### TEXT PROVIDED
***

From Syria to Yemen in the Middle East, Libya to Somalia in Africa, Afghanistan to Pakistan in South Asia, an American aerial curtain has descended across a huge swath of the planet. Its stated purpose: combatting terrorism. Its primary method: constant surveillance and bombing. Its political benefit: minimizing the number of U.S. “boots on the ground” and American casualties in the never-ending war on terror, as well as public outcry. Its economic benefit: plenty of business for weapons makers for whom the president can now declare a national security emergency whenever he likes and so sell their warplanes and munitions to preferred dictatorships in the Middle East (no congressional approval required). Its reality for various foreign peoples: a steady diet of “Made in USA” bombs and missiles.

America’s wars are increasingly waged from the air, a reality that makes the prospect of ending them ever more daunting.

For many of America’s decision-makers, air power has clearly become something of an abstraction. On Washington’s battlefields across the Middle East and northern Africa, air power is always almost literally a one-way affair. There are no enemy air forces or significant air defenses. The skies are the exclusive property of the U.S. Air Force and allied air forces, which means that we’re no longer talking about “war” in the normal sense. No wonder Washington policymakers and military officials see it as our strong suit, our way of settling scores with evildoers, real and imagined.

***

### EXERCISE DATA
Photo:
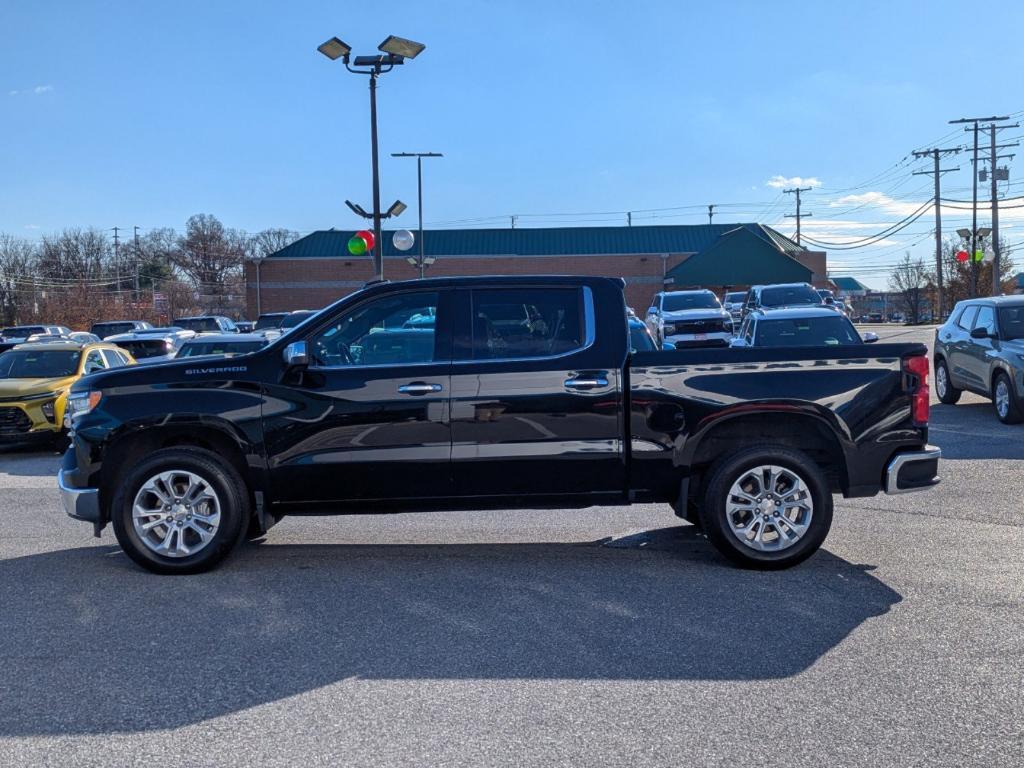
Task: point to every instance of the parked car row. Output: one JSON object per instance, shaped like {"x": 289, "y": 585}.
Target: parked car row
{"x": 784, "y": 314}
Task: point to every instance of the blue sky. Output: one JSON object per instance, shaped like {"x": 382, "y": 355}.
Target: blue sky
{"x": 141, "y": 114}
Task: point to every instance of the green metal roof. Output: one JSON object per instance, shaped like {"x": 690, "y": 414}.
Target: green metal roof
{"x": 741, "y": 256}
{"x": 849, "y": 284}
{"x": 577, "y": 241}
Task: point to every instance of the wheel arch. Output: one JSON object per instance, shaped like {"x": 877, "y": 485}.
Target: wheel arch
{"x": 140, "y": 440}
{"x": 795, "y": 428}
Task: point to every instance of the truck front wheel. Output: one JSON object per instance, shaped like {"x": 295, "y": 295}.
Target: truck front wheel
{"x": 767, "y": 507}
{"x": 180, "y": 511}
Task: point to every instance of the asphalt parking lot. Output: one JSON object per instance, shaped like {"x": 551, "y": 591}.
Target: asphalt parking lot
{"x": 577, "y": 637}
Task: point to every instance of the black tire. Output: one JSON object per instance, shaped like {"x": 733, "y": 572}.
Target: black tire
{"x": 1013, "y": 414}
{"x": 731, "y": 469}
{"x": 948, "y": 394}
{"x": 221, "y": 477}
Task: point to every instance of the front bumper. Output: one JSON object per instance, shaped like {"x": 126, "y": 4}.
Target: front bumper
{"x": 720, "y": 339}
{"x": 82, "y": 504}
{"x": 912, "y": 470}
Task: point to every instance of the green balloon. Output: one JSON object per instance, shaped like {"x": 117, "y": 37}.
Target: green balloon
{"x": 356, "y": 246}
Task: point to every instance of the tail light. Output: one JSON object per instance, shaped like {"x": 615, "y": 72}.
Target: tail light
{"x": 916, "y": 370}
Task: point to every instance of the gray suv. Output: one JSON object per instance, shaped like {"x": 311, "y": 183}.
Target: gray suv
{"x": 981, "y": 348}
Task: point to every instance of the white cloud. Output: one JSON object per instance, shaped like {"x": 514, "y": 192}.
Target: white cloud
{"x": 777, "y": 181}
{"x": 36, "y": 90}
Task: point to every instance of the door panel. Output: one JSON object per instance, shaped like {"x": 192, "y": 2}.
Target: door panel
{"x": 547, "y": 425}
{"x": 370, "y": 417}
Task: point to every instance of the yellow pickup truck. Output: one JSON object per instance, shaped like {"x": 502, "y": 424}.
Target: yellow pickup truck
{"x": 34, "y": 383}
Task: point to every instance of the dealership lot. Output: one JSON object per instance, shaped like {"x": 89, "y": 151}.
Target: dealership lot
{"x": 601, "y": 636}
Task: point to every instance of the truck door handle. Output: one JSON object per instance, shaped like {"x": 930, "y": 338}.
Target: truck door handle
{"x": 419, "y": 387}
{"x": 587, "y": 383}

***

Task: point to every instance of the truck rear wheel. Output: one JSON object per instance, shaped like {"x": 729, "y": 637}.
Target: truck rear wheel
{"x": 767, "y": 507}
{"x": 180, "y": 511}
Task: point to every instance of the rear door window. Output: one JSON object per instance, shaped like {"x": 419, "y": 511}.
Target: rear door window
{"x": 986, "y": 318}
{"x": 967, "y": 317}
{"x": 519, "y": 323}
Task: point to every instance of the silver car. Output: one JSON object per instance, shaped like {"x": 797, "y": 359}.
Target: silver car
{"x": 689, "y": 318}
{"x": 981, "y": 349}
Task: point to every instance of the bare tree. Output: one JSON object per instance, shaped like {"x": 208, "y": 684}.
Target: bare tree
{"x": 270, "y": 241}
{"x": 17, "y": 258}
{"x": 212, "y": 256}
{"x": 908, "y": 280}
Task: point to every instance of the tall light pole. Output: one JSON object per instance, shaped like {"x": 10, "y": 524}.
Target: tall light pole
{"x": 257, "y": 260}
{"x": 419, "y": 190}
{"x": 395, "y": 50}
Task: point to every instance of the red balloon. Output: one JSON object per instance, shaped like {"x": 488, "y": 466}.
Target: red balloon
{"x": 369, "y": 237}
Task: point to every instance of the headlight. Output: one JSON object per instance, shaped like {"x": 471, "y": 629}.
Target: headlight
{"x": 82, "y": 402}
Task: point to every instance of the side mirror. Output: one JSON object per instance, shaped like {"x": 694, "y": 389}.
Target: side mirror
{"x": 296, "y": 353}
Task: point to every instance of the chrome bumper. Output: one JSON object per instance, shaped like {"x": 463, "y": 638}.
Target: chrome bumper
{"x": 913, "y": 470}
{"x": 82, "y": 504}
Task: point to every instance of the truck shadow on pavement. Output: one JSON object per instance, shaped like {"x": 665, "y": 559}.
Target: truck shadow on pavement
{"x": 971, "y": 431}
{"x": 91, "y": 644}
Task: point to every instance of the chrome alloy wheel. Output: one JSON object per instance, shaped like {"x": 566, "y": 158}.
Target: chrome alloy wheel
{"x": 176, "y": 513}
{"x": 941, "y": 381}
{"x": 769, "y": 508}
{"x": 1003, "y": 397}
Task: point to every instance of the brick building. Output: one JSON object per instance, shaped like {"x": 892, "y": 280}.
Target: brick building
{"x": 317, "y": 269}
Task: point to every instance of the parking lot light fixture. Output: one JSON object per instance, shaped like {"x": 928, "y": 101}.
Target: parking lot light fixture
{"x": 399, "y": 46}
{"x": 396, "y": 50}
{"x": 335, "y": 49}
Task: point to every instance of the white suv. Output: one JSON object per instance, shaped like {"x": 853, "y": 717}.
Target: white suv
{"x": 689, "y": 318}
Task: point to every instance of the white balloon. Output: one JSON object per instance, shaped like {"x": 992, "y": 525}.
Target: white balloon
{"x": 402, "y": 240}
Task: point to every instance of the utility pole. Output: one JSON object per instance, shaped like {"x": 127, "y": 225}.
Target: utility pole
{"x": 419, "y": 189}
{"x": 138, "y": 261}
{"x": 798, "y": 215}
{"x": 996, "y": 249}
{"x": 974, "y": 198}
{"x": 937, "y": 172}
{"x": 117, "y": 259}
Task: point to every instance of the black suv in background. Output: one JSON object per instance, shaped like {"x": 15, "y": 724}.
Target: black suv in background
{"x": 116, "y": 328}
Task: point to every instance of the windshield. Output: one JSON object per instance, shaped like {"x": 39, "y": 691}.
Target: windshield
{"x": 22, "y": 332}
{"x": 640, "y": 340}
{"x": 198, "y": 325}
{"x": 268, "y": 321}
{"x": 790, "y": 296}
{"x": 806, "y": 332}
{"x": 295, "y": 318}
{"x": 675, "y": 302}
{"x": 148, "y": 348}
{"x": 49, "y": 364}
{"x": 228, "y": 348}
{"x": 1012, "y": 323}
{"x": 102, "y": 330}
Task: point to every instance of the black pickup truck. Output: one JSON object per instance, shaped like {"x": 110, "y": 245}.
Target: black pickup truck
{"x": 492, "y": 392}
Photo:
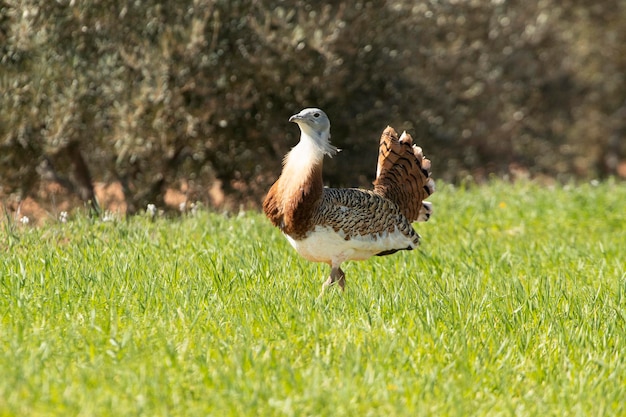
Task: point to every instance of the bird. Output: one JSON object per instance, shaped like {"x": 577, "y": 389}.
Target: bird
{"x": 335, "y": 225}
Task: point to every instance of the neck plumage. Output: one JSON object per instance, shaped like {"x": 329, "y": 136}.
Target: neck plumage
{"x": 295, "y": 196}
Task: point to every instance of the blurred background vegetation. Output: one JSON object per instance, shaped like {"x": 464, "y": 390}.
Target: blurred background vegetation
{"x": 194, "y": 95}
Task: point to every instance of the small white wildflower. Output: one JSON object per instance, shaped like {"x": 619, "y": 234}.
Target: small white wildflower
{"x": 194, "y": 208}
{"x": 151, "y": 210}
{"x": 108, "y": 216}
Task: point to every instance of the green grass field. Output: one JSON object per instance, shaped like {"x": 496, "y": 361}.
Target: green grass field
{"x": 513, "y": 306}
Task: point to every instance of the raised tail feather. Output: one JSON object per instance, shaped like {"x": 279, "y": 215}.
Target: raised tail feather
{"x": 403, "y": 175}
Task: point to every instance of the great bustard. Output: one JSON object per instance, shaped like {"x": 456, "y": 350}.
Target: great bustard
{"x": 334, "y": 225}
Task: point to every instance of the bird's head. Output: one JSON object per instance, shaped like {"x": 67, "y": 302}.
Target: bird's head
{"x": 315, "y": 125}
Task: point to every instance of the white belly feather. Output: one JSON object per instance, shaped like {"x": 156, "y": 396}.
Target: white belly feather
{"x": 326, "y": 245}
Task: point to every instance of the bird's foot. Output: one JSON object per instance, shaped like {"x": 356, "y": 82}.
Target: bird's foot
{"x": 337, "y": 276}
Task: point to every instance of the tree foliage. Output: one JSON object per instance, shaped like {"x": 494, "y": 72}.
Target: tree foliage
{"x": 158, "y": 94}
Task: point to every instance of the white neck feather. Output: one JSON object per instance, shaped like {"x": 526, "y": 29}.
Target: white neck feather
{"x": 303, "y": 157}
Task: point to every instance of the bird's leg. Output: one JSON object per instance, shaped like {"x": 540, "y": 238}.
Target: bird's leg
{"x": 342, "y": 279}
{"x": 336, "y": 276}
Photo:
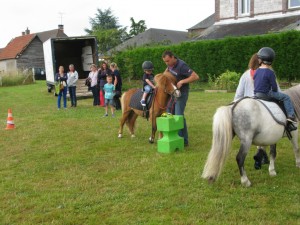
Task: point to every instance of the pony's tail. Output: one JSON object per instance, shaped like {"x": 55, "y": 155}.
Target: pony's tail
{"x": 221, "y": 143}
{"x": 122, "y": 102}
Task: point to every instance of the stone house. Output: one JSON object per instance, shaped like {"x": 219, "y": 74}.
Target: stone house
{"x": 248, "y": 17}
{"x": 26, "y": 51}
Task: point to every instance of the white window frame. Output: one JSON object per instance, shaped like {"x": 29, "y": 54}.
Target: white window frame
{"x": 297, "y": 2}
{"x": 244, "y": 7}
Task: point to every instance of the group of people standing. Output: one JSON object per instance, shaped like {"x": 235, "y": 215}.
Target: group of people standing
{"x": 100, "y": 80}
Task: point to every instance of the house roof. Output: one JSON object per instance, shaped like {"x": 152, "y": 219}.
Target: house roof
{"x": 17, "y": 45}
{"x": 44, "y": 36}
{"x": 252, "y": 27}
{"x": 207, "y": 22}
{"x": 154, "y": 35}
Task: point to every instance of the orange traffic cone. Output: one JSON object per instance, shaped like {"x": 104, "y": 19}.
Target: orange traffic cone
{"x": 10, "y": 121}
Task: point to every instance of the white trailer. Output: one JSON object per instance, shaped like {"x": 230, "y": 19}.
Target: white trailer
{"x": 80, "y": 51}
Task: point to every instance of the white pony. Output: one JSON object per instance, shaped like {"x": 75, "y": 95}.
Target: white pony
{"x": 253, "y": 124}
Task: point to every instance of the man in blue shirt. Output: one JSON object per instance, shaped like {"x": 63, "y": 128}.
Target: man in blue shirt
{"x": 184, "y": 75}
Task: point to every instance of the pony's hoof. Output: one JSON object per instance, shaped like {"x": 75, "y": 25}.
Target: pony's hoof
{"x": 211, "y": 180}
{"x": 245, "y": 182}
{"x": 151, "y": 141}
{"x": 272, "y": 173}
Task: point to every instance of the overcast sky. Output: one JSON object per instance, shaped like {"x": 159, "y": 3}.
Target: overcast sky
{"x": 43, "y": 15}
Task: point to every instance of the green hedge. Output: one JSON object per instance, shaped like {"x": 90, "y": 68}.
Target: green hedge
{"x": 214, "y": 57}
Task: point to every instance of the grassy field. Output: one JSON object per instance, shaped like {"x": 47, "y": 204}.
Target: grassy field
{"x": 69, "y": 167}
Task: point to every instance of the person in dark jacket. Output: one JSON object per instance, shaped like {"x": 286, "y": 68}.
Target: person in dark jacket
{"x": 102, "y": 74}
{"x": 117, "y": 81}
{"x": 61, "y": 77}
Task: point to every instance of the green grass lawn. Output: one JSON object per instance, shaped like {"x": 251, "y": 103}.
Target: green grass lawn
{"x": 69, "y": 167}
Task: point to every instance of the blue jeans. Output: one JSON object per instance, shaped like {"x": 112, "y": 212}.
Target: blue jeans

***

### TASK INSTRUCTIONS
1. According to the passage on American air power, what is the primary method of the aerial curtain?
2. Summarize the passage on American air power in two sentences.
3. Extend the passage on American air power by continuing on from its final sentence.

### RESPONSE LIST
1. Constant surveillance and bombing.

2. Across the Middle East, Africa, and South Asia, the United States wages an air campaign whose stated purpose is combatting terrorism, using constant surveillance and bombing that keeps American casualties down and brings business to weapons makers. Because these wars face no enemy air forces or significant air defenses, Washington's decision-makers see air power as an abstraction and as their strong suit, and the growing reliance on it makes ending these wars ever more daunting.

3.
Using data from the U.S. military, the Council on Foreign Relations estimated the U.S. dropped at least 26,172 bombs in seven countries in 2016, the bulk of them in Iraq and Syria. Against ISIS’ claimed capital of Raqqa alone, the U.S. and its allies dropped more than 20,000 bombs in 2017, reducing that city to literal rubble. Combined with artillery fire, the bombing of Raqqa killed more than 1,600 civilians, according to Amnesty International.

U.S. air campaigns today, deadly as they are, pale in comparison to past ones like the Tokyo firebombing of 1945, which killed more than 100,000 civilians; the atomic bombings of Hiroshima and Nagasaki later that year (roughly 250,000); the death toll against German civilians in World War II (at least 600,000); or civilians in the Vietnam War (possibly above 1 million). Today’s airstrikes are more limited than in those past campaigns and may be more accurate, but never confuse a 500-pound bomb with a surgeon’s scalpel.

When “surgical” is applied, it only obscures the very real human carnage. The deaths of innocents are guaranteed. Precision warfare is truly an oxymoron. War isn’t precise. It’s nasty, bloody and murderous.

This country’s propensity for believing its ability to rain hellfire from the sky provides a winning methodology for its wars has proven to be a fantasy of our age. Destruction leads neither to victory, nor closure of any sort; only to more destruction.